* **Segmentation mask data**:
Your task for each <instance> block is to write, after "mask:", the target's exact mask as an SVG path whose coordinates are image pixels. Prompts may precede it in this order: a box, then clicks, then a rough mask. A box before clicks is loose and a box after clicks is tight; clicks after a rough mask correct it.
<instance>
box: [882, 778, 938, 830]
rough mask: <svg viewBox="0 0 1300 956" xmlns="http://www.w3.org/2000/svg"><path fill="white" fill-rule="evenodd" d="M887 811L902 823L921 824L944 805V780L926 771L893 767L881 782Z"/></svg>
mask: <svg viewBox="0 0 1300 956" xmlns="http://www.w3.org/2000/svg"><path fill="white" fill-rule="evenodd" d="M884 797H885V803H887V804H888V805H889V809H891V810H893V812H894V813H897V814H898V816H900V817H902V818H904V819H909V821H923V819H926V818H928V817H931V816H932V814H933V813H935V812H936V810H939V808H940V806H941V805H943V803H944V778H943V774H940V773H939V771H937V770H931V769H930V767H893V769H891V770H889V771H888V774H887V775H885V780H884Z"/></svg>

* **YOUR TASK**:
Please copy each line of the entries in which the word "instance" shows up.

* **TASK ANSWER**:
Your task for each <instance> block is to write, after "mask:", the target's exact mask as an SVG path whose coordinates are image pixels. Prompts may precede it in this order: a box, then clicks, then a rough mask. A box before clicks is loose and a box after clicks is tight; clicks after a rough mask correct it.
<instance>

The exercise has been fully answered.